设定任务 A
请把下面那篇讲txt文件编码判断的文章一字不差地全文返回。

原始文章
****

一、相关知识说明:
1. txt默认的选项是ANSI,即GBK编码
2. txt文本文档有四种编码选项:ANSI、Unicode、Unicode big endian、UTF-8
3. 我们在读取txt文件时可能不知道其编码格式,所以需要动态判断获取txt文件编码进而避免读取乱码问题
二、编码格式说明:
ANSI: 无格式定义
Unicode: 前两个字节为FFFE Unicode文档以0xFFFE开头
Unicode big endian: 前两字节为FEFF
UTF-8: 前两字节为EFBB UTF-8以0xEFBBBF开头
三、解决方案:
用程序取出前几个字节并进行判断,然后根据相应的编码读取文档。
四、java编码与txt编码对应
java | txt |
Unicode | Unicode big endian |
utf-8 | utf-8 |
utf-16 | utf-8 |
gb2312 | ANSI |
五、代码示例:
import java.io.*;
/**
* Created by glin on 2018/7/11 0011.
*/
public class standard {
public static void main(String[] args) throws Exception {
String inputPath = "F:\\备用\\省市区划\\街道.txt";
String outputPath = "F:\\备用\\省市区划\\街道_ns.txt";
String content = readTxt(inputPath,outputPath);
System.out.println(content);
}
/**
* 解析普通文本文件 如txt
* @param path
* @return
*/
@SuppressWarnings("unused")

****

列表如下

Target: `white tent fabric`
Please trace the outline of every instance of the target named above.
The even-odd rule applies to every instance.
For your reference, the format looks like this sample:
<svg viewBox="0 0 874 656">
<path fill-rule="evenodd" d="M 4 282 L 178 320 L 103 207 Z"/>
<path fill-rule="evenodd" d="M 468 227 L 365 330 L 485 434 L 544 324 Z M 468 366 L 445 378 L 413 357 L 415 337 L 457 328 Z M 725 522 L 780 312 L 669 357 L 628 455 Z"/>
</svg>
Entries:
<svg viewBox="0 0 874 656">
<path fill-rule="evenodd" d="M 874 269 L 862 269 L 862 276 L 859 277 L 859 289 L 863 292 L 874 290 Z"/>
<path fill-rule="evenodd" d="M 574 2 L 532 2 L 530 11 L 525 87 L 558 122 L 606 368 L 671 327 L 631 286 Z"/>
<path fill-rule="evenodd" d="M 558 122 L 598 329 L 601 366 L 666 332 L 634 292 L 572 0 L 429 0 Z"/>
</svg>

****

设定任务 B
将上面列表里的所有行逐字重新输入一遍。

完整回答 A
一、相关知识说明:
1. txt默认的选项是ANSI,即GBK编码
2. txt文本文档有四种编码选项:ANSI、Unicode、Unicode big endian、UTF-8
3. 我们在读取txt文件时可能不知道其编码格式,所以需要动态判断获取txt文件编码进而避免读取乱码问题
二、编码格式说明:
ANSI: 无格式定义
Unicode: 前两个字节为FFFE Unicode文档以0xFFFE开头
Unicode big endian: 前两字节为FEFF
UTF-8: 前两字节为EFBB UTF-8以0xEFBBBF开头
三、解决方案:
用程序取出前几个字节并进行判断,然后根据相应的编码读取文档。
四、java编码与txt编码对应
java | txt |
Unicode | Unicode big endian |
utf-8 | utf-8 |
utf-16 | utf-8 |
gb2312 | ANSI |
五、代码示例:
import java.io.*;
/**
* Created by glin on 2018/7/11 0011.
*/
public class standard {
public static void main(String[] args) throws Exception {
String inputPath = "F:\\备用\\省市区划\\街道.txt";
String outputPath = "F:\\备用\\省市区划\\街道_ns.txt";
String content = readTxt(inputPath,outputPath);
System.out.println(content);
}
/**
* 解析普通文本文件 如txt
* @param path
* @return
*/
@SuppressWarnings("unused")

完整回答 B
Target: `white tent fabric`
Please trace the outline of every instance of the target named above.
The even-odd rule applies to every instance.
For your reference, the format looks like this sample:
<svg viewBox="0 0 874 656">
<path fill-rule="evenodd" d="M 4 282 L 178 320 L 103 207 Z"/>
<path fill-rule="evenodd" d="M 468 227 L 365 330 L 485 434 L 544 324 Z M 468 366 L 445 378 L 413 357 L 415 337 L 457 328 Z M 725 522 L 780 312 L 669 357 L 628 455 Z"/>
</svg>
Entries:
<svg viewBox="0 0 874 656">
<path fill-rule="evenodd" d="M 874 269 L 862 269 L 862 276 L 859 277 L 859 289 L 863 292 L 874 290 Z"/>
<path fill-rule="evenodd" d="M 574 2 L 532 2 L 530 11 L 525 87 L 558 122 L 606 368 L 671 327 L 631 286 Z"/>
<path fill-rule="evenodd" d="M 558 122 L 598 329 L 601 366 L 666 332 L 634 292 L 572 0 L 429 0 Z"/>
</svg>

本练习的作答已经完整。